_What the task requires_
Format every line of the entries below as a JSON list of strings, one string per line, omitting blank lines. Leave the pictures out of the list.
──────────────────────────────
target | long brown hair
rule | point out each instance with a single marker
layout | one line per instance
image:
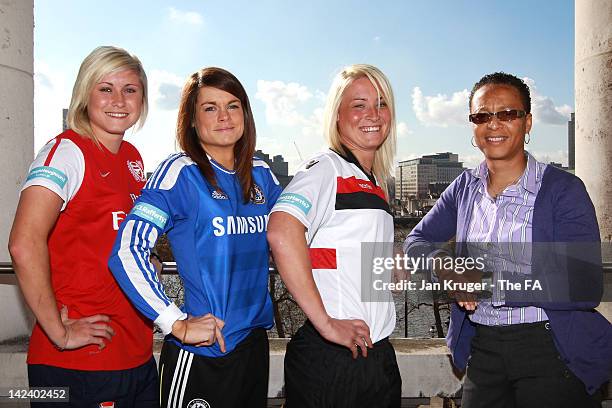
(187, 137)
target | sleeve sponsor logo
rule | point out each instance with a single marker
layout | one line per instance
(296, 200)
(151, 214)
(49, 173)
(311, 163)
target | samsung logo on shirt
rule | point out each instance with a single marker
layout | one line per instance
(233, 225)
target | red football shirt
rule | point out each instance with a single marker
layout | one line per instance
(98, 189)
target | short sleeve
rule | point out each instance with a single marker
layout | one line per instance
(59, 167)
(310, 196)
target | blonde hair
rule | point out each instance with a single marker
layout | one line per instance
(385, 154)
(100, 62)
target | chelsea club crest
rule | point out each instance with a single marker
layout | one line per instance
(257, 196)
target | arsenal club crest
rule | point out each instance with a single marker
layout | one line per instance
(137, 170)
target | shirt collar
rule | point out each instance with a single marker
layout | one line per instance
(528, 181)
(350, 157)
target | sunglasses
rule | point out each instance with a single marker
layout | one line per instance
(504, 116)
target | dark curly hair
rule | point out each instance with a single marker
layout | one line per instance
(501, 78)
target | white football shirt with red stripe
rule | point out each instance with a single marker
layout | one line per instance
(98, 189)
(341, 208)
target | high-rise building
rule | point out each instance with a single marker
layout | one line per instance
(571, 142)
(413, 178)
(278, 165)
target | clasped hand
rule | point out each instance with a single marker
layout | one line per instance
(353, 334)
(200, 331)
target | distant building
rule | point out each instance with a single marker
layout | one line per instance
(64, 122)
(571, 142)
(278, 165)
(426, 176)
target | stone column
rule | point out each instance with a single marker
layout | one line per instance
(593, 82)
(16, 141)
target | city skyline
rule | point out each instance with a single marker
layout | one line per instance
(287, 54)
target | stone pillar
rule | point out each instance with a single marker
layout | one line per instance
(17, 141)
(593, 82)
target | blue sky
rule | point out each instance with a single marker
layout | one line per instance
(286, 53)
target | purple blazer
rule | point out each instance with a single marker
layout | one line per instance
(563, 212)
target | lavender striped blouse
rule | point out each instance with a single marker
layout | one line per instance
──────────────────────────────
_Output for this exercise_
[
  "target | long brown hair",
  "rule | point out each instance with a single marker",
  "layout | one line per instance",
  "image:",
  "(187, 137)",
  "target | sleeve sponsor logo",
  "rule | point out each instance with a single marker",
  "layout | one line per instance",
  "(296, 200)",
  "(151, 214)",
  "(49, 173)",
  "(311, 163)",
  "target | samsung logo on shirt",
  "rule | point out each instance with a single marker",
  "layout | one line per instance",
  "(233, 225)",
  "target | red football shirt",
  "rule | point out each instance with a single marker",
  "layout | one line per instance",
  "(98, 189)",
  "target | short sleeve",
  "rule | point out each instance with a single marker",
  "layout | one line per instance",
  "(59, 167)",
  "(310, 196)",
  "target | blonde hair",
  "rule | point out each instance with a single marker",
  "layout | one line per instance",
  "(385, 154)",
  "(100, 62)",
  "target | chelsea club crest",
  "rule | point out each instance with a single marker",
  "layout | one line per instance",
  "(257, 196)",
  "target | arsenal club crest",
  "rule | point out each instance with a single marker",
  "layout | one line per instance",
  "(137, 170)",
  "target | shirt collar",
  "rule | point out each instance with a single marker",
  "layout | one line per instance",
  "(528, 181)",
  "(350, 157)",
  "target | sunglasses",
  "rule | point out each instance with a single marker",
  "layout | one line per instance",
  "(504, 116)",
  "target | dark curly hair",
  "rule | point out each instance with a single marker",
  "layout | one line per instance",
  "(501, 78)",
  "target | white football shirt with red stripe",
  "rule | point out each instance with a single marker",
  "layout | one line per instance",
  "(98, 189)",
  "(341, 208)",
  "target | high-rise building",
  "rule | point out each instance with a single marker",
  "layout | one line per instance",
  "(571, 142)",
  "(413, 178)",
  "(278, 165)",
  "target | clasped hand",
  "rule | point out each instance with a single marker",
  "layout | one line per instance",
  "(353, 334)",
  "(200, 331)",
  "target | distant building",
  "rule | point out each instance with a single marker",
  "layout | one line per instance",
  "(64, 122)",
  "(571, 142)",
  "(278, 165)",
  "(426, 176)",
  "target | stone column",
  "rule | point out each instance with a single marker",
  "layout | one line per instance",
  "(593, 82)",
  "(16, 141)",
  "target | city skyline",
  "rule | point out each instance with a single marker",
  "layout | one line per instance",
  "(287, 54)",
  "target | stone pillar",
  "rule | point out each instance with a single marker",
  "layout | one line per instance",
  "(17, 141)",
  "(593, 82)",
  "target | blue sky",
  "rule | point out each instance with a single marker",
  "layout | one line per instance",
  "(286, 53)",
  "target | purple blazer",
  "rule | point out each instance with a single marker",
  "layout | one line per instance",
  "(563, 212)",
  "target | lavender striped blouse",
  "rule | point out each instance with a single marker",
  "layout | one line per instance"
]